'''

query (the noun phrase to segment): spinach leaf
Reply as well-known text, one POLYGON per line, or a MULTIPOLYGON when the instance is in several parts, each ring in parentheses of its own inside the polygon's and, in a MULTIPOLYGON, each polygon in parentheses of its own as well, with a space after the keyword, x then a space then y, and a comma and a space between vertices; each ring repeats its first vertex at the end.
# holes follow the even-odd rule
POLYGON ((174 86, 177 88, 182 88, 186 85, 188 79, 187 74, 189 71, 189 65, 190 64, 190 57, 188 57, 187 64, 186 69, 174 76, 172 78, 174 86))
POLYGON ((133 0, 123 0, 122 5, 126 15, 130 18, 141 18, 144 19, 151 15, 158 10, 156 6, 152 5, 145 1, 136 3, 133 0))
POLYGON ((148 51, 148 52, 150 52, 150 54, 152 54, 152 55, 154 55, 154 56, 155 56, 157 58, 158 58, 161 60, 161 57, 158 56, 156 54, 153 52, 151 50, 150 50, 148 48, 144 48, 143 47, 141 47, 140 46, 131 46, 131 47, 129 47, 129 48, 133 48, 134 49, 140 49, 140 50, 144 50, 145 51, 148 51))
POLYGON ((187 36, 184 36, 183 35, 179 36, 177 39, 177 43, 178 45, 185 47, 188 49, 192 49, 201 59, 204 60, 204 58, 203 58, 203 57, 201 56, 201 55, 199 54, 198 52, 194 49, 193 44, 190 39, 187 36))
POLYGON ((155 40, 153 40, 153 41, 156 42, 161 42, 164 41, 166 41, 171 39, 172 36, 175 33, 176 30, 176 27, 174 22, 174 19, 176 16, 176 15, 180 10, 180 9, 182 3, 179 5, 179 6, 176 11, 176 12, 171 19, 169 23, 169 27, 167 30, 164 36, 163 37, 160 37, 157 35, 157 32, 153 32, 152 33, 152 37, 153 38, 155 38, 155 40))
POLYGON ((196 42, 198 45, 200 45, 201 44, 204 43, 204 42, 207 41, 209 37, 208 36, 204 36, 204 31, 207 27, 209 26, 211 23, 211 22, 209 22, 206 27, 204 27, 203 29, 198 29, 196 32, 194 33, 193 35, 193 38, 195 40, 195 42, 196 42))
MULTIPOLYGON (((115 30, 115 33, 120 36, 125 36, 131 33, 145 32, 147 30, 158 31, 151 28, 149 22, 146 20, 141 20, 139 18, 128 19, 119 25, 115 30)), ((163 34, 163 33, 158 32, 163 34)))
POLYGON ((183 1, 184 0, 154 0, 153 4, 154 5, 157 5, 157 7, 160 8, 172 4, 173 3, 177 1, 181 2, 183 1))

'''

EXERCISE DESCRIPTION
Rewrite everything from the start of the records down to the line containing "# holes follow the even-odd rule", changing "spinach leaf" to "lettuce leaf" and leaving everything else unchanged.

ANSWER IN FULL
query (the noun phrase to segment): lettuce leaf
Reply as well-known text, one POLYGON per line, or a MULTIPOLYGON when the instance is in several parts, each ring in parentheses of its own inside the polygon's and, in a MULTIPOLYGON, each polygon in parentheses of its own as well, with a space after the keyword, x then a space then y, and a comma and a space between vertices; each ring repeats its first vertex at the end.
# holes follow the even-odd rule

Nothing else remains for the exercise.